_Passage provided_
··········

Do you believe there is a relationship between the number of votes a movie received and its rating? Investigate the correlation between Votes and Ratings.

Code

corr_rating_vote = cor(movies_df$Ratings, movies_df$Votes)
corr_rating_vote

[1] 0.233614

Do you believe there is a relationship between a movie’s duration and its rating?

Code

corr_duration_rating = cor(movies_df$Durations, movies_df$Ratings)

Warning in cor(movies_df$Durations, movies_df$Ratings): the standard deviation
is zero

Code

corr_duration_rating

[1] NA

As we see, there is no relationship between duration and rating.

Question 4

Use IMDb’s Advanced Title Search interface with The Title Type set to “Movie” only, the Country set to “Turkey” with the option “Search country of origin only” active, and the Awards & Recognation set to “IMDB Top 1000”. You should find a total of 11 movies.

Code

IMDB_3 = "https://www.imdb.com/search/title/?title_type=feature&groups=top_1000&country_of_origin=TR&count=250"
movie_name <- c()
movie_year <- c()

page = read_html(IMDB_3)

title_names <- page |> html_nodes('.ipc-title__text')
title_names <- html_text(title_names)
title_names <- tail(head(title_names,-1),-1)

··········

Records from a dataset
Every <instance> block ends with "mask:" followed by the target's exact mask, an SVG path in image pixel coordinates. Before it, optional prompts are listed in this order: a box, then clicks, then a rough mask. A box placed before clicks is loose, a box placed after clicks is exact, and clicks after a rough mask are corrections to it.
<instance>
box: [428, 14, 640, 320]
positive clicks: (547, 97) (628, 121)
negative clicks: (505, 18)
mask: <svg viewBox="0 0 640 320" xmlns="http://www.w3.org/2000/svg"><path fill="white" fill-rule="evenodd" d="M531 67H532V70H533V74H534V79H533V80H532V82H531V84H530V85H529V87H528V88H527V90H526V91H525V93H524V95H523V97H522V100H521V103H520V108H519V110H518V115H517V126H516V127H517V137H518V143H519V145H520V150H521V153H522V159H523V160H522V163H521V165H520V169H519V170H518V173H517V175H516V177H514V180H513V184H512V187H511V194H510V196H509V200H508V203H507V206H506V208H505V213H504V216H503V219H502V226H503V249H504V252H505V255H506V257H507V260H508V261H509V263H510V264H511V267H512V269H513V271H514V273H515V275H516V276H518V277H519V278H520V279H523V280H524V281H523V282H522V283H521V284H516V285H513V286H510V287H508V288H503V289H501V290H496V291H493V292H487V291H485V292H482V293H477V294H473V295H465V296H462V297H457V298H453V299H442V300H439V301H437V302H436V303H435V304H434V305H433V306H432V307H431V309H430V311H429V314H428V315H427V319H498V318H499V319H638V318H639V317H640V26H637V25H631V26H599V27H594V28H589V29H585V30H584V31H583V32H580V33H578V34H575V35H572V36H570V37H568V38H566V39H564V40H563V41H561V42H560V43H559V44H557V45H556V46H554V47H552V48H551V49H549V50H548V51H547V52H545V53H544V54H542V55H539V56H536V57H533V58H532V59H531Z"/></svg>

··········

_Request 1_
In the IMDb movie analysis, what correlation value is reported between Votes and Ratings?
_Request 2_
Carry on with the IMDb movie analysis, picking up after its last line of code.

_Your response 1_
0.233614

_Your response 2_
title_names <- str_split(title_names, " ", n=2)
title_names <- unlist(lapply(title_names, function(x) {x[2]}))

year <- page|> html_nodes(".sc-43986a27-7.dBkaPT.dli-title-metadata")
year <- html_text(year)
year <- substr(year, 1, 4)
year <- as.numeric(year)

movie_name <- append(movie_name, title_names)
movie_year <- append(movie_year, year)
top1000_df <- data.frame(movie_name, movie_year)
kable(top1000_df, caption = "Turkish movies in IMDB Top1000 without rating, duration and votes")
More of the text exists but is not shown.